# MATERIAL PROVIDED:
*-*-*
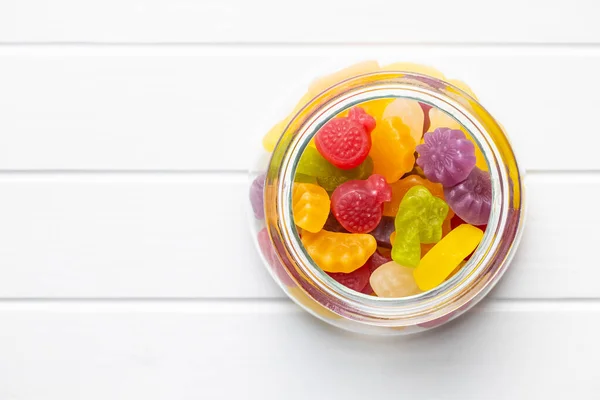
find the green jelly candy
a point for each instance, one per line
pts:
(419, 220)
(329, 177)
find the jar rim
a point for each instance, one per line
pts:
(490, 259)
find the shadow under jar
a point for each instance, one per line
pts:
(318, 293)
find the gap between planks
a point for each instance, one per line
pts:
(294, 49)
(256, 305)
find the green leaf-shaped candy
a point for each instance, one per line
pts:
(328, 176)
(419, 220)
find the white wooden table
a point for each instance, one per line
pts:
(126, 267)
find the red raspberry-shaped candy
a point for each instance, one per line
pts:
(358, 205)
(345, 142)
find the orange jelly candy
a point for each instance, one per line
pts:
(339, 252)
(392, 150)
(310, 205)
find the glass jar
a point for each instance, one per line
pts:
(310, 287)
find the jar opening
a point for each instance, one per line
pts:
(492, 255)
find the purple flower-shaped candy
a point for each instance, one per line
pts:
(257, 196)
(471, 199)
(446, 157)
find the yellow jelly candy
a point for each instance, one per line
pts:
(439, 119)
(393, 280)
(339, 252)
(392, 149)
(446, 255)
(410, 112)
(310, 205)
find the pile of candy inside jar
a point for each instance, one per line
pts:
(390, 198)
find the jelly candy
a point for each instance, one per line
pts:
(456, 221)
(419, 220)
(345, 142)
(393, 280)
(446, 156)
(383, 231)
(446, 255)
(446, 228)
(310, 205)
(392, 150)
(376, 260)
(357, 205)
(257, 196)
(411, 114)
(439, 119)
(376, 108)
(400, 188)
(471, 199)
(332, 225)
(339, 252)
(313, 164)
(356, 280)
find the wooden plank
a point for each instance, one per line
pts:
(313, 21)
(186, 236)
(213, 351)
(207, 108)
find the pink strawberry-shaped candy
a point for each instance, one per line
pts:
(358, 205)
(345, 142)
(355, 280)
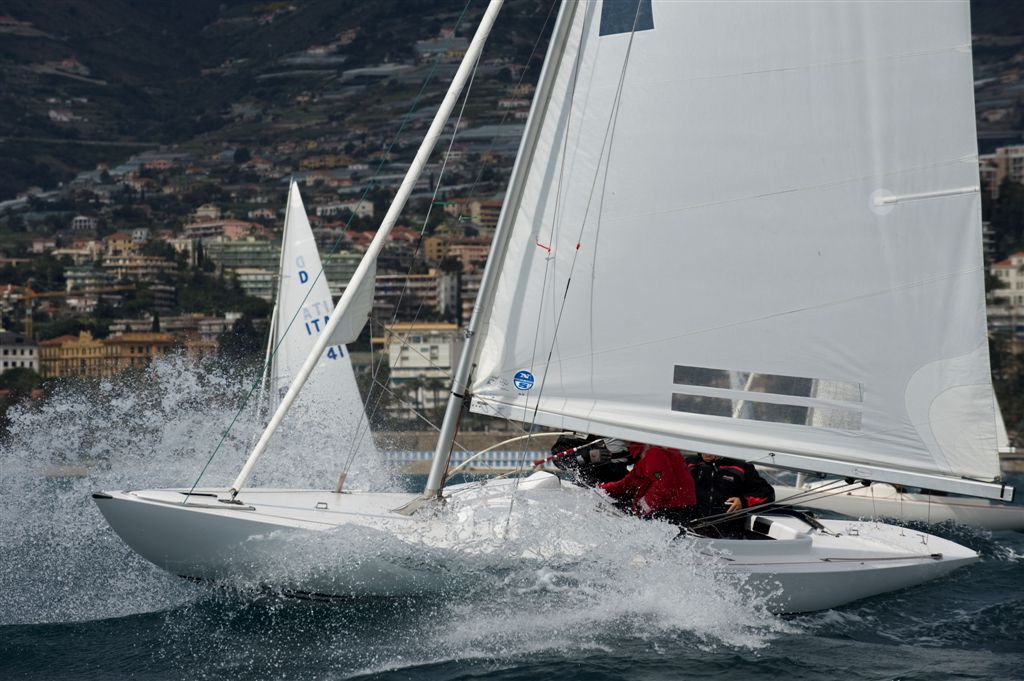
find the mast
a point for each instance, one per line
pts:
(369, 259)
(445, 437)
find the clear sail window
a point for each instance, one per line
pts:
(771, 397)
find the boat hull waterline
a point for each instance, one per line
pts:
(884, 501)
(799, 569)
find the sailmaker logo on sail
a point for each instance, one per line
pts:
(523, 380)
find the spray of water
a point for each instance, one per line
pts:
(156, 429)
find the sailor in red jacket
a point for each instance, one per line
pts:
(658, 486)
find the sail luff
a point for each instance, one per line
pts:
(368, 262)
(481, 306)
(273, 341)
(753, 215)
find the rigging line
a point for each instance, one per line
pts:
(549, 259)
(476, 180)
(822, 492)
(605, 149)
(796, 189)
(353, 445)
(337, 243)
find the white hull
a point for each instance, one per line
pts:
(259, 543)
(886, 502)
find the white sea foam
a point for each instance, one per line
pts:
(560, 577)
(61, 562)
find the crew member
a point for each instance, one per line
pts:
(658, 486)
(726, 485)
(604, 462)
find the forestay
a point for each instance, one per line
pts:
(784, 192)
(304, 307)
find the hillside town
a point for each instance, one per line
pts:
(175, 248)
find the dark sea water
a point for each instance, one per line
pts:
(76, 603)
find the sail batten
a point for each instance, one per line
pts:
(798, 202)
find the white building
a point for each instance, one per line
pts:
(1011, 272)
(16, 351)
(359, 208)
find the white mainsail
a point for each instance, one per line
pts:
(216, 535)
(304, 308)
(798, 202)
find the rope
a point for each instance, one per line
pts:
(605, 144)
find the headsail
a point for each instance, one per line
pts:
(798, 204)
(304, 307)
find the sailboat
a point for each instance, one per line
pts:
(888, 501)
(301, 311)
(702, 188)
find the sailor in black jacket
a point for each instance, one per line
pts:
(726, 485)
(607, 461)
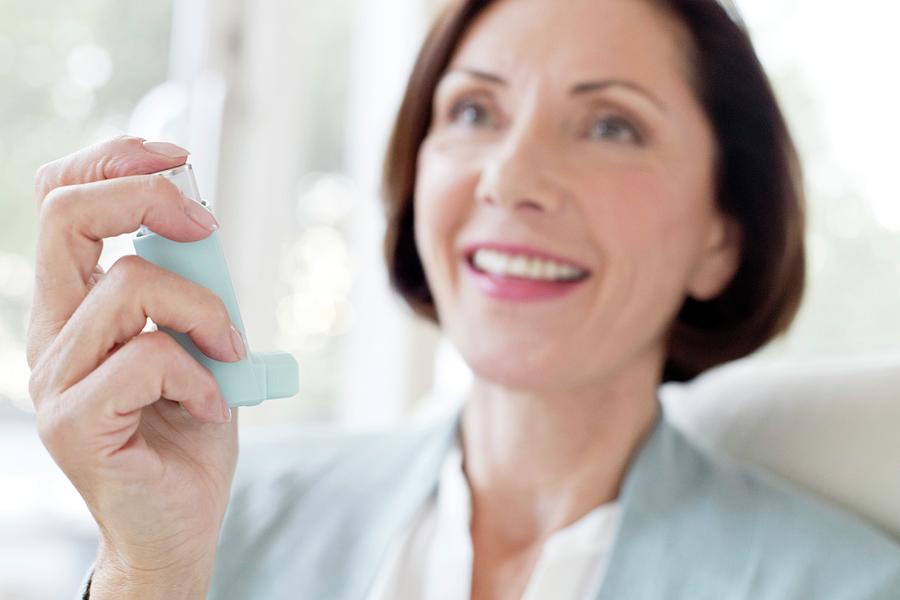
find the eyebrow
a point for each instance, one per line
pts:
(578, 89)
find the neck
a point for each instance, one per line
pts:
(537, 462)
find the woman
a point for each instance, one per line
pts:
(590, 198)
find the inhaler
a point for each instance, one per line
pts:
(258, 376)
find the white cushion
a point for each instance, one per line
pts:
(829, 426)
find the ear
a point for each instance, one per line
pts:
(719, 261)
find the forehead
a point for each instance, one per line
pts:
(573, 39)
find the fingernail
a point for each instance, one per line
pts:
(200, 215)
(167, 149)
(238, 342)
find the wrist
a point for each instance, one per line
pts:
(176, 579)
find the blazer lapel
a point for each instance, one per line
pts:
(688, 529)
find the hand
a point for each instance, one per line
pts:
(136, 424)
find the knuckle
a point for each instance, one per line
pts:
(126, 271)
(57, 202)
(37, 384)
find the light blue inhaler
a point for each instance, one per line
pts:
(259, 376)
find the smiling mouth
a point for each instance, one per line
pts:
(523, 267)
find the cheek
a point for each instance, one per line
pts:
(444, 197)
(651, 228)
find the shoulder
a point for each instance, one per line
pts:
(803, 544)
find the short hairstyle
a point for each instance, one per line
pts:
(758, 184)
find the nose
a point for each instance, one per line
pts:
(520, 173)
*-*-*
# YOUR TASK:
Repeat each record exactly, with the pictures left out.

# SOLUTION FOR THIS TASK:
find the green jelly candy
a point for each instance, one per line
pts:
(419, 220)
(329, 177)
find the jar rim
a point for each instance, one per line
pts:
(490, 259)
find the shadow under jar
a point for each instance, one per line
pts:
(318, 293)
find the gap between planks
a point for each instance, one per line
pts:
(294, 49)
(256, 305)
find the green leaf-shaped candy
a point for each instance, one per line
pts:
(328, 176)
(419, 220)
find the white wooden table
a point for each instance, one per line
pts:
(126, 267)
find the red raspberry-shaped candy
a point for each instance, one per line
pts:
(358, 205)
(345, 142)
find the orange jelly candy
a point for each instance, one per line
pts:
(339, 252)
(392, 150)
(310, 205)
find the glass jar
a point for each instance, one per line
pts:
(310, 287)
find the jar opening
a point for each instance, one per line
pts:
(492, 255)
find the purple flower-shaped candy
a point for each instance, one per line
pts:
(257, 196)
(471, 199)
(446, 157)
find the yellow jelly candy
a point for each instance, one per line
pts:
(439, 119)
(393, 280)
(339, 252)
(392, 149)
(446, 255)
(410, 112)
(310, 205)
find the pile of candy inside jar
a point for each instance, one per line
pts:
(390, 198)
find the jelly candy
a point for each instance, one per line
pts:
(456, 221)
(419, 220)
(345, 142)
(393, 280)
(446, 156)
(383, 231)
(446, 255)
(446, 228)
(310, 205)
(392, 150)
(376, 260)
(357, 205)
(257, 196)
(411, 114)
(439, 119)
(376, 108)
(400, 188)
(471, 199)
(332, 225)
(339, 252)
(313, 164)
(356, 280)
find the wooden plank
a point for each instance, one per line
pts:
(313, 21)
(186, 236)
(213, 351)
(207, 108)
find the pink strawberry-shaped candy
a point for each instance, one per line
pts:
(358, 205)
(345, 142)
(355, 280)
find the mast
a point for each instance, one per line
pts:
(369, 259)
(445, 437)
find the clear sail window
a point for each instance, one per line
pts:
(771, 397)
find the boat hull waterline
a point for each instance, one per line
pts:
(884, 501)
(799, 569)
find the sailmaker logo on sail
a point for each instance, one per line
pts:
(523, 380)
find the spray of water
a point for each instance, one per line
pts:
(156, 429)
find the sailor in red jacket
a point for each instance, one per line
pts:
(658, 486)
find the sail luff
a point for each instance, one per line
pts:
(368, 262)
(481, 306)
(273, 341)
(753, 215)
find the rigging line
a point for each instance, one per line
pts:
(549, 259)
(476, 180)
(822, 492)
(605, 149)
(796, 189)
(353, 445)
(337, 243)
find the white hull
a point for each instance, one per line
pts:
(259, 543)
(886, 502)
find the white sea foam
a point for each instance, one per line
pts:
(560, 577)
(61, 562)
find the crew member
a point for each instance, one per line
pts:
(658, 486)
(726, 485)
(604, 462)
find the forestay
a point for each instance, one per line
pts:
(784, 192)
(304, 307)
find the hillside town
a point for each instance, one per line
pts:
(175, 248)
find the dark sea water
a point for each instance, one per line
pts:
(76, 603)
find the sail batten
a point for each instance, one per line
pts:
(798, 202)
find the white building
a point for each instance, one per line
pts:
(1011, 272)
(16, 351)
(359, 208)
find the white mainsail
a point for each instance, one per line
pts:
(216, 535)
(304, 308)
(798, 202)
find the rope
a point for each instance, one per line
pts:
(605, 144)
find the headsail
a point for each instance, one per line
pts:
(798, 204)
(304, 307)
find the sailboat
a point for each instance, one per line
pts:
(888, 501)
(301, 311)
(702, 188)
find the sailor in black jacket
a point for each instance, one per line
pts:
(726, 485)
(607, 461)
find the eyebrow
a point for each instance, one per line
pts:
(578, 89)
find the neck
a point for each instance, one per line
pts:
(537, 462)
find the woman
a point for each instance, one per line
pts:
(590, 198)
find the inhaler
a point for each instance, one per line
pts:
(258, 376)
find the white cushion
a point for each instance, one per line
pts:
(829, 426)
find the ear
a point for each instance, one per line
pts:
(719, 261)
find the forehead
a point for each instance, one per line
pts:
(573, 39)
find the fingernail
a point for each instance, one per line
pts:
(200, 215)
(167, 149)
(238, 342)
find the wrist
a point for each instance, one per line
pts:
(176, 579)
find the blazer lapel
a point for each instance, one per line
pts:
(688, 529)
find the hand
a point for each instance, one per line
pts:
(136, 424)
find the knuckle
a point for each instance, one per line
pts:
(126, 271)
(57, 202)
(37, 384)
find the light blue inhaler
a point for each instance, one per line
pts:
(259, 376)
find the smiling mouth
a point for each instance, one per line
pts:
(523, 267)
find the cheek
a point for each instance, one per line
pts:
(444, 197)
(651, 228)
find the shoulder
a point for each instance, one per line
pts:
(803, 544)
find the short hairstyle
a point for each instance, one per line
pts:
(758, 184)
find the nose
a point for each instance, one per line
pts:
(520, 173)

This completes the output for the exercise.